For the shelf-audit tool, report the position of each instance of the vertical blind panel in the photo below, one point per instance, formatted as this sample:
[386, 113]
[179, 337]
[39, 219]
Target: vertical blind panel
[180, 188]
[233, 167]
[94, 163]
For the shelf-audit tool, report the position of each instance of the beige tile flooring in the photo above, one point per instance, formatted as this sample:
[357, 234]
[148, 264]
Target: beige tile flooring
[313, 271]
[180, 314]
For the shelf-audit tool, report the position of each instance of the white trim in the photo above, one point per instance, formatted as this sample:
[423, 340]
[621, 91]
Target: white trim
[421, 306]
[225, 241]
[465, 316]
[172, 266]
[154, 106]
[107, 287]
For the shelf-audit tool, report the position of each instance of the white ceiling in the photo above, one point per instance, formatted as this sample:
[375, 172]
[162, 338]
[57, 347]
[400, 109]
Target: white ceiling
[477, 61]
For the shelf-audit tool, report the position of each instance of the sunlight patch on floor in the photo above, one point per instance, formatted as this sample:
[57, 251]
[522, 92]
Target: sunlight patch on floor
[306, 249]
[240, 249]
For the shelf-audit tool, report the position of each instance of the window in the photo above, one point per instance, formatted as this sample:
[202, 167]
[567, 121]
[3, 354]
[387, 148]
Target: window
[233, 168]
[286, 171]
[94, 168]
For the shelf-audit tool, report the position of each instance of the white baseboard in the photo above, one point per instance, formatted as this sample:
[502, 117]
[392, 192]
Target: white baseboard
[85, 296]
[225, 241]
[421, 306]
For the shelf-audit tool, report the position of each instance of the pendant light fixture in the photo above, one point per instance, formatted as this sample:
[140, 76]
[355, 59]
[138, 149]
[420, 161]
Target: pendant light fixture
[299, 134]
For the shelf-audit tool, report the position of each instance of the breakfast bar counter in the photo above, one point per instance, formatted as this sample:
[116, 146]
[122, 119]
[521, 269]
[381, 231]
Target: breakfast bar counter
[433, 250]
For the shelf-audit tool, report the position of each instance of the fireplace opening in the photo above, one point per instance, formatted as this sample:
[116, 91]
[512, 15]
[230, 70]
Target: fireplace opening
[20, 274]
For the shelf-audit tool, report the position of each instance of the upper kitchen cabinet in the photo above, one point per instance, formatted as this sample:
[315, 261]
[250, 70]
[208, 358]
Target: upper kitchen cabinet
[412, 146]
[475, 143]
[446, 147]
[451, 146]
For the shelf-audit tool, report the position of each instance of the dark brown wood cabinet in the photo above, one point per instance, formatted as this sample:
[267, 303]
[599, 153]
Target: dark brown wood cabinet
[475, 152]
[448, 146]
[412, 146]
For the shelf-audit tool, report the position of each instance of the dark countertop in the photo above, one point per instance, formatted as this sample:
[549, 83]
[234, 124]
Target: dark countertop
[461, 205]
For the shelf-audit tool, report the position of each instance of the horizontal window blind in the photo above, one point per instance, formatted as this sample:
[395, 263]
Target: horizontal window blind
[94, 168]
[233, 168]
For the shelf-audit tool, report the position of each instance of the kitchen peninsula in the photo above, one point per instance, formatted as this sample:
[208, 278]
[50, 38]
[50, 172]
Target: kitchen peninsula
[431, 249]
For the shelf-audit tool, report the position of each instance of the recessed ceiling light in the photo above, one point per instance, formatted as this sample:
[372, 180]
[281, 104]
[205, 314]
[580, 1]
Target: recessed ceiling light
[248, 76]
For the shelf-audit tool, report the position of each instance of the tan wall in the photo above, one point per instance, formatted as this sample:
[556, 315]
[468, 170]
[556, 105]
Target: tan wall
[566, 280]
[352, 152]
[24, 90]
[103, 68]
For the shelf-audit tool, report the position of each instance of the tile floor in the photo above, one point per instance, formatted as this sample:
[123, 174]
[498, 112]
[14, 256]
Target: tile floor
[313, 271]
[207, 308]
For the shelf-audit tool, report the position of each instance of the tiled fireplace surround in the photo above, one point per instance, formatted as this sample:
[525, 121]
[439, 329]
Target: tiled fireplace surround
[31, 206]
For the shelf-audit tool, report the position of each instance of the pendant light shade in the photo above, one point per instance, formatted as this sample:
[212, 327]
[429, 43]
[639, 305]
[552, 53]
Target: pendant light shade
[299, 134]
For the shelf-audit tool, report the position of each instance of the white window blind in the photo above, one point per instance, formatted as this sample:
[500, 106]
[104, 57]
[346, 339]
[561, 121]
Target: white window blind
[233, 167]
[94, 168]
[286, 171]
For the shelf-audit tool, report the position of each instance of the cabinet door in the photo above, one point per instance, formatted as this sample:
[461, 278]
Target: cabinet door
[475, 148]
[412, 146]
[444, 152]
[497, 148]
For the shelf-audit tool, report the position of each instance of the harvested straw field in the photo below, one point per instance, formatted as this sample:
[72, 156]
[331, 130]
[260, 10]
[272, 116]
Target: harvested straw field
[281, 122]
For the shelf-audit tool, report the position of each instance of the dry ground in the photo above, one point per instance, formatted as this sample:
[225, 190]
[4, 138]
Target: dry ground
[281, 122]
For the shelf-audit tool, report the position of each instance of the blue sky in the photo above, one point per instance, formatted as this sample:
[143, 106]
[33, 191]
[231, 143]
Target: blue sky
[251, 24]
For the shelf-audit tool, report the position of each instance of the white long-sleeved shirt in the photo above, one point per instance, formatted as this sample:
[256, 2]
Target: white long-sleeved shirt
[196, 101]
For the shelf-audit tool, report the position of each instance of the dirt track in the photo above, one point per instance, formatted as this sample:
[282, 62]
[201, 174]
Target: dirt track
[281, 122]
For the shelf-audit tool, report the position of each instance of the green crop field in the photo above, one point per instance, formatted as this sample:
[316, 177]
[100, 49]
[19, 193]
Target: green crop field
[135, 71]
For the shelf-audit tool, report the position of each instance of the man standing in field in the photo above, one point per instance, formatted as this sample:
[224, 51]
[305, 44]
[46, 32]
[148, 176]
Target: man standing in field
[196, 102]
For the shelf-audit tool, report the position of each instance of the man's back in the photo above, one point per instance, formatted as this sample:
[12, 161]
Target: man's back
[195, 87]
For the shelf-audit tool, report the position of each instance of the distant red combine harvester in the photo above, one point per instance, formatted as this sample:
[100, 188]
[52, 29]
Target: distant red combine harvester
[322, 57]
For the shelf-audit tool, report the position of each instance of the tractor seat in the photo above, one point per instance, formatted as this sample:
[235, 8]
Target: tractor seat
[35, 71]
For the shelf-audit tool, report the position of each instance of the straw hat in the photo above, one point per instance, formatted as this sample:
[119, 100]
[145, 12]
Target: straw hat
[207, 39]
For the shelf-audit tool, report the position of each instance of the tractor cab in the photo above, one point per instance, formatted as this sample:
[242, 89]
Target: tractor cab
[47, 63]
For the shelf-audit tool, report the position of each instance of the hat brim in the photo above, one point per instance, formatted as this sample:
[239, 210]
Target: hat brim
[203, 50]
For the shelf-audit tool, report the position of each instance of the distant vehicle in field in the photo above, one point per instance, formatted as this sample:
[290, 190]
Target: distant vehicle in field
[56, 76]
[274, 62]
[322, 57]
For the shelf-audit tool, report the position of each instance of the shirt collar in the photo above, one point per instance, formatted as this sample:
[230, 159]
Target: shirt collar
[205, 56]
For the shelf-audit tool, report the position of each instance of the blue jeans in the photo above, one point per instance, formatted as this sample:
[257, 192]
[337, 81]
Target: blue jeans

Exercise description
Would you transcribe the whole listing, keeping every character the same?

Exercise result
For the shelf-audit tool, report the position of each instance of the vertical blind panel in the photo below, one point per instance, formatted as this sample:
[386, 113]
[179, 337]
[39, 219]
Target: vertical blind panel
[180, 188]
[233, 167]
[94, 163]
For the shelf-audit tool, report the position of each instance of the beige tile flooring in the photo above, one point per instance, formatted as this sample:
[357, 234]
[148, 264]
Target: beige tile flooring
[313, 271]
[180, 314]
For the shelf-audit tool, report the position of each instance of the white trim in the photo above, one point per instance, formatted as this sample:
[423, 340]
[621, 91]
Target: white trim
[421, 306]
[225, 241]
[465, 316]
[172, 266]
[154, 106]
[107, 287]
For the shelf-audit tool, report the position of each instance of the white ceiling in the photo above, one point per instance, formatted as this sample:
[375, 172]
[162, 338]
[57, 347]
[400, 109]
Target: white ceiling
[477, 61]
For the shelf-audit tool, report the position of each instance of the sunlight patch on floor in the photo above, one point per instance, formatted as this sample:
[57, 251]
[522, 92]
Target: sunlight patch on floor
[306, 249]
[240, 249]
For the shelf-audit tool, report the position of each instance of the window in the photo above, one point per instance, formatted as this sample:
[202, 167]
[567, 121]
[3, 354]
[387, 148]
Target: window
[233, 168]
[286, 171]
[94, 168]
For the shelf-audit tool, report the position of each instance of the white baseboard in the photo above, one point per instance, formatted as this sample:
[502, 117]
[392, 192]
Target: white baseboard
[85, 296]
[225, 241]
[421, 306]
For the shelf-audit tool, report the position of each instance of the pendant light fixture in the photo above, one point per instance, formatted as this sample:
[140, 76]
[355, 59]
[138, 149]
[420, 161]
Target: pendant light fixture
[299, 134]
For the shelf-audit tool, report the position of each instance of the breakfast bar counter in the photo above, one point per instance, formatted as this sample:
[116, 146]
[122, 119]
[521, 269]
[381, 231]
Target: breakfast bar counter
[433, 250]
For the shelf-audit tool, report the position of each instance of the fireplace opening in the photo above, one point per instance, formatted as this sample:
[116, 91]
[512, 15]
[230, 70]
Target: fireplace opening
[20, 274]
For the shelf-audit tool, report the position of each instance of the upper kitchen cabinet in the photo above, one point per instance, formatted as this sample:
[315, 261]
[250, 70]
[208, 358]
Target: upper kitchen cabinet
[412, 146]
[475, 143]
[446, 147]
[451, 146]
For the shelf-audit tool, report the position of each instance of the dark brown wood cabinet in the photo above, one point per instance, formatted as this sample:
[267, 303]
[599, 153]
Target: dark brown wood cabinet
[475, 152]
[448, 146]
[412, 146]
For the shelf-audit tool, report the position of each instance of the dark countertop in the photo above, one point per instance, formatted as this sample:
[549, 83]
[234, 124]
Target: dark countertop
[461, 205]
For the shelf-audit tool, report the position of each instance of the horizontal window blind in the photo above, one point per instance, formatted as this sample:
[395, 263]
Target: horizontal window blind
[94, 168]
[233, 168]
For the shelf-audit tool, report the position of each instance of the kitchen peninsula in the photo above, one point per instance, formatted as this sample:
[208, 278]
[50, 38]
[50, 172]
Target: kitchen peninsula
[431, 249]
For the shelf-audit tool, report the position of each instance of the recessed ceiling light in the photo above, one point per instance, formatted as this sample:
[372, 180]
[281, 104]
[205, 314]
[580, 1]
Target: recessed ceiling light
[248, 76]
For the shelf-audit tool, report the position of each instance of the tan wall in the photo above, one point per instance, formatted as this sample:
[556, 315]
[468, 170]
[556, 105]
Target: tan wall
[566, 280]
[352, 152]
[24, 90]
[103, 68]
For the shelf-audit tool, report the position of each instance of the tile floor in the photo above, one point per instance, formatted as this sample:
[123, 174]
[498, 112]
[14, 256]
Target: tile floor
[313, 271]
[207, 308]
For the shelf-audit tool, report the position of each instance of the tiled fireplace surround in the photo above, one point per instance, formatted as this sample:
[525, 121]
[439, 329]
Target: tiled fireplace surround
[31, 206]
For the shelf-audit tool, report the position of each instance of the pendant light shade in the photo above, one point per instance, formatted as this sample:
[212, 327]
[429, 43]
[639, 305]
[552, 53]
Target: pendant light shade
[299, 134]
For the shelf-audit tool, report the position of each instance of the white window blind in the photo above, one point per instance, formatted as this sample:
[500, 106]
[104, 57]
[346, 339]
[561, 121]
Target: white window blind
[233, 167]
[94, 168]
[286, 171]
For the shelf-audit tool, report the position of each instance of the cabinet door in the photo above, one point per instance, formatted as this sample:
[461, 278]
Target: cabinet door
[475, 148]
[412, 146]
[444, 152]
[497, 148]
For the shelf-audit tool, report the position of each instance of the harvested straw field in the photo below, one point per instance, formatted as this sample:
[72, 156]
[331, 130]
[260, 10]
[272, 116]
Target: harvested straw field
[281, 122]
For the shelf-audit tool, report the position of each instance of the dry ground in the photo above, one point per instance, formatted as this sample:
[225, 190]
[4, 138]
Target: dry ground
[281, 122]
For the shelf-audit tool, report the position of each instance of the blue sky in the photo above, one point per instance, formatted as this sample:
[143, 106]
[33, 191]
[231, 143]
Target: blue sky
[251, 24]
For the shelf-audit tool, report the position of each instance of the white long-sleeved shirt in the photo above, one point per instance, formatted as this sample:
[256, 2]
Target: white long-sleeved shirt
[196, 101]
For the shelf-audit tool, report the position of each instance of the dirt track in the photo above, one point per instance, formatted as this sample:
[282, 62]
[201, 174]
Target: dirt track
[281, 122]
For the shelf-audit tool, report the position of each instance of the green crop field in the photo above, one point per instance, formatted as this sample:
[316, 177]
[100, 49]
[19, 193]
Target: green crop field
[135, 71]
For the shelf-audit tool, report the position of each instance of the man standing in field in the photo above, one point per instance, formatted as this sample:
[224, 51]
[305, 44]
[46, 32]
[148, 176]
Target: man standing in field
[196, 102]
For the shelf-audit tool, report the position of each instance of the man's back in the photo above, one point per instance, formatted as this sample:
[12, 161]
Target: man's back
[195, 87]
For the shelf-audit tool, report the position of each instance of the distant red combine harvester in the photo above, one point per instance, formatted as this sample:
[100, 188]
[52, 29]
Target: distant red combine harvester
[322, 57]
For the shelf-audit tool, report the position of each instance of the tractor seat in the photo above, one point per instance, formatted as this sample:
[235, 8]
Target: tractor seat
[35, 71]
For the shelf-audit tool, report the position of each instance of the straw hat in the photo above, one point per instance, formatted as this sample:
[119, 100]
[145, 12]
Target: straw hat
[207, 39]
For the shelf-audit tool, report the position of each instance of the tractor cab in the photo above, one point per instance, formatted as this sample:
[242, 89]
Target: tractor cab
[47, 63]
For the shelf-audit tool, report the position of each instance of the hat brim in the photo above, one point per instance, formatted as this sample:
[239, 210]
Target: hat brim
[203, 50]
For the shelf-audit tool, report the position of each instance of the distant vehicle in field in the photo above, one point per instance, formatted as this sample:
[290, 190]
Target: distant vehicle in field
[56, 76]
[274, 62]
[322, 57]
For the shelf-audit tool, report the position of each instance of the shirt collar in the photo above, one point per instance, formatted as this sample:
[230, 159]
Target: shirt collar
[205, 56]
For the shelf-audit tool, report the position of each instance of the blue jeans in the photo above, one point per instance, formatted as this sample:
[257, 192]
[337, 81]
Target: blue jeans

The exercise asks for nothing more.